▶ Document extract
______________________________

THE ART OF THE STORYBack to musings
With the evolutions in technology and the way we consume media, one would think that over the years storytelling would have evolved too. Word of mouth stories changed to written ones. Art, theatre, photography and moving pictures brought in powerful visual content. New technology and the digital world introduced myriad new forms and techniques. But none affected the art of the story. And it’s probably because storytelling goes way back in time to the very beginning of human communication. The etchings on the cave walls are a testament to man’s deep connection with stories since the dawn of civilization. It is interesting then, that despite stories being very much a part of our lives, why most of us a rather poor at it.
As communicators and content creators, the art of the story is something we can only ignore at our own peril. Through storytelling, we create connections and empathy. Without it, there can be no communication. In the eagerness to pass on our messages, we often forget to add that crucial ingredient. Look around and you’ll find yourself surrounded by unmoving and uninspiring communication material. And, on the rare occasion you happen to come across a good piece, look closely and you’ll see the art of storytelling at work.

______________________________

▶ Data shown
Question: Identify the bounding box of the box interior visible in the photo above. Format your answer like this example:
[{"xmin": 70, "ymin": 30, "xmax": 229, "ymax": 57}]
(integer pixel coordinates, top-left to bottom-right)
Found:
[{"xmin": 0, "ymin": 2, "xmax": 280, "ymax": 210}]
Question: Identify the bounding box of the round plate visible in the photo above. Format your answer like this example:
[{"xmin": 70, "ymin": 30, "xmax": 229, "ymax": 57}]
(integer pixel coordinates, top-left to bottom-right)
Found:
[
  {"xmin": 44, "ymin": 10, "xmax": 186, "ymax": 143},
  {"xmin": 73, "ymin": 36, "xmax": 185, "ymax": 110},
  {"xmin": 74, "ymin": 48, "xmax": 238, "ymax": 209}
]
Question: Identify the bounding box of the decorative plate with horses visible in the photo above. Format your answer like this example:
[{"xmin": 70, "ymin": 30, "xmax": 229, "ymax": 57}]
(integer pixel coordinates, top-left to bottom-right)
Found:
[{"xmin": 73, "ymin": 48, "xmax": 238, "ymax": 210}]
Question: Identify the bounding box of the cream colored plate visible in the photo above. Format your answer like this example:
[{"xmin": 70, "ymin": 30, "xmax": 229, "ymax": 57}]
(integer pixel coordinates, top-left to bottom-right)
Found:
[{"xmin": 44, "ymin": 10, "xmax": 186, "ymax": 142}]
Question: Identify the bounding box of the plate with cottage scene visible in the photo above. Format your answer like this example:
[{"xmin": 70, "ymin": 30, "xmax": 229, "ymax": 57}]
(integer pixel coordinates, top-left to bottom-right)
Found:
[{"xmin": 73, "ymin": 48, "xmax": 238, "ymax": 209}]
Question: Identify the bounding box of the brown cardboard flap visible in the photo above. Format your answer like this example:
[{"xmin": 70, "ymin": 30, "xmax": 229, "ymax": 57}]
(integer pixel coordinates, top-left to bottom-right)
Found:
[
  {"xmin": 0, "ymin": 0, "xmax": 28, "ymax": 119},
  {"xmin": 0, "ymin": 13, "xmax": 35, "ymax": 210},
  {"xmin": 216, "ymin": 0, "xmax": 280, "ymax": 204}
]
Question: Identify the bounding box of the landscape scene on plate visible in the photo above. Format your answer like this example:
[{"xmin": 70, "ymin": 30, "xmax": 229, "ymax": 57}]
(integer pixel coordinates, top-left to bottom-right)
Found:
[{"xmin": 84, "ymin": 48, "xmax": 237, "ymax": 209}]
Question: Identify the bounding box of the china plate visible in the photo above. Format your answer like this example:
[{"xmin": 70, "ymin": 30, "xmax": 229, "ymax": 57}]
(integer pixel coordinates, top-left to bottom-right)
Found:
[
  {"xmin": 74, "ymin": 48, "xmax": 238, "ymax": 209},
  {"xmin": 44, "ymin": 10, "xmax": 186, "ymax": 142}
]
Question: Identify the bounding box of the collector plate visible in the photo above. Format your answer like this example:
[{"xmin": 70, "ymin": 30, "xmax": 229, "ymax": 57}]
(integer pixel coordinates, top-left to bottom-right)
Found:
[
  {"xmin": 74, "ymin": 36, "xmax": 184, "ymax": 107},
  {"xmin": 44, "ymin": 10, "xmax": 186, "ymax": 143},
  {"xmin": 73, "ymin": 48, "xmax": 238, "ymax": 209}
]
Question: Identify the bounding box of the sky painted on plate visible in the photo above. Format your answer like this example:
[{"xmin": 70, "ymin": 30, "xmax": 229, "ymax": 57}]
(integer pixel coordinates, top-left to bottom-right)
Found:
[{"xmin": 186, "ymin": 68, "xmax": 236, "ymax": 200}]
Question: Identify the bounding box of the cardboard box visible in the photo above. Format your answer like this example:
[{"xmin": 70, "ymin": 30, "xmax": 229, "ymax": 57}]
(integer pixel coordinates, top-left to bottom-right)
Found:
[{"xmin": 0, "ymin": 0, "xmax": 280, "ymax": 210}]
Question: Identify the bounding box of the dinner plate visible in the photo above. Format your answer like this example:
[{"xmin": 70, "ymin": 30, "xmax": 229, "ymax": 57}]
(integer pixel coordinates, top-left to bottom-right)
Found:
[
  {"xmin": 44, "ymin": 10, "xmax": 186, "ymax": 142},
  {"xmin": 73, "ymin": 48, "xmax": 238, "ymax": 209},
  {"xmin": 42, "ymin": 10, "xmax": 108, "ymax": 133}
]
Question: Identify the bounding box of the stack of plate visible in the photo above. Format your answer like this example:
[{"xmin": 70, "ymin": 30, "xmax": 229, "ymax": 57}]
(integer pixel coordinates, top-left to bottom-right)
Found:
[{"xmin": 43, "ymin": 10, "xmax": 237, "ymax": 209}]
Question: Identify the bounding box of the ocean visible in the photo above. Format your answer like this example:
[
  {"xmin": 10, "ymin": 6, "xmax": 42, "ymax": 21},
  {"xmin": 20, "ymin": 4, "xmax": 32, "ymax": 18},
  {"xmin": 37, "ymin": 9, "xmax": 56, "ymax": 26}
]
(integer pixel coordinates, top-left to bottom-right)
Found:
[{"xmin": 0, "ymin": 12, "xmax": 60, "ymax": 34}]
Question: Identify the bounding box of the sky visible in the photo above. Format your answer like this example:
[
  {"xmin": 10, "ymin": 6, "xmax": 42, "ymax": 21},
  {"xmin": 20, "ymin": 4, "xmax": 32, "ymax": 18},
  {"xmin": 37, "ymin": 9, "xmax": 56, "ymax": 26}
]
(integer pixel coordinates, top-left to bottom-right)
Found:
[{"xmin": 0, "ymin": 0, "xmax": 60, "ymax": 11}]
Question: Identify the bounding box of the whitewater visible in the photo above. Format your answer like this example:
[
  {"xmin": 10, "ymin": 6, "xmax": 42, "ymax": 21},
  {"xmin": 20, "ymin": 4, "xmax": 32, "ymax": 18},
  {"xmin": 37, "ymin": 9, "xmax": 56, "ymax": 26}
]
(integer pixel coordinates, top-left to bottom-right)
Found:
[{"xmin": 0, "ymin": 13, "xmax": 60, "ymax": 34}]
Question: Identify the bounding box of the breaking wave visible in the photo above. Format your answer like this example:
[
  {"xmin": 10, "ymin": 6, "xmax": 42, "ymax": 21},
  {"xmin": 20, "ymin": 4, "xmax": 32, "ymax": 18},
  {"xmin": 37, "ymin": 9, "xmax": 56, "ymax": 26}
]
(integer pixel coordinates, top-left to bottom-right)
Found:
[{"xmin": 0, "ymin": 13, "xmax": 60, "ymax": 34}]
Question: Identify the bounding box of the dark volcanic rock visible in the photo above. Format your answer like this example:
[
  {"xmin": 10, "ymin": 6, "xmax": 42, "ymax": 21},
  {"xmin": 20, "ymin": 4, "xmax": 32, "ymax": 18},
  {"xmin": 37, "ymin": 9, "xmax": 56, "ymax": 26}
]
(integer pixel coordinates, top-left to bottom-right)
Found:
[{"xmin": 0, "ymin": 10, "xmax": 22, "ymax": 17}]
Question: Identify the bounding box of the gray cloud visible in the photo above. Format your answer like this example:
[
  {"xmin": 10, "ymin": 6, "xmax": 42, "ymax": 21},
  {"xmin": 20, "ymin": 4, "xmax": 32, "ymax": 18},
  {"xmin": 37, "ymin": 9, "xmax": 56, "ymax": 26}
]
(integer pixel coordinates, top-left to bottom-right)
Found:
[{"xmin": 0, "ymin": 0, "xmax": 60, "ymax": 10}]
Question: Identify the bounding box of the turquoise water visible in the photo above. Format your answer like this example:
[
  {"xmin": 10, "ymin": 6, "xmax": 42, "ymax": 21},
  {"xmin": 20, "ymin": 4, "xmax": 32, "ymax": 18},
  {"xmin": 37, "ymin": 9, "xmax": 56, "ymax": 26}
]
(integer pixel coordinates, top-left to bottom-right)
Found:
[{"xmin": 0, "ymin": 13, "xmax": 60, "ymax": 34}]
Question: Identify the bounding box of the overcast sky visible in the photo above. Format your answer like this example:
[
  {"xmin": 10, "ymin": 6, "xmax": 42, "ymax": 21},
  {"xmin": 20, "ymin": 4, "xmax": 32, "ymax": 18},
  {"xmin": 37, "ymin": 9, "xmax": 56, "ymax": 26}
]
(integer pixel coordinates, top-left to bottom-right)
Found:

______________________________

▶ Given request 1
In the storytelling essay, what are the etchings on cave walls said to be a testament to?
▶ Given request 2
How many lines of the entries contain the word "cardboard"? Give only the number.

▶ Response 1
Man's deep connection with stories since the dawn of civilization.

▶ Response 2
2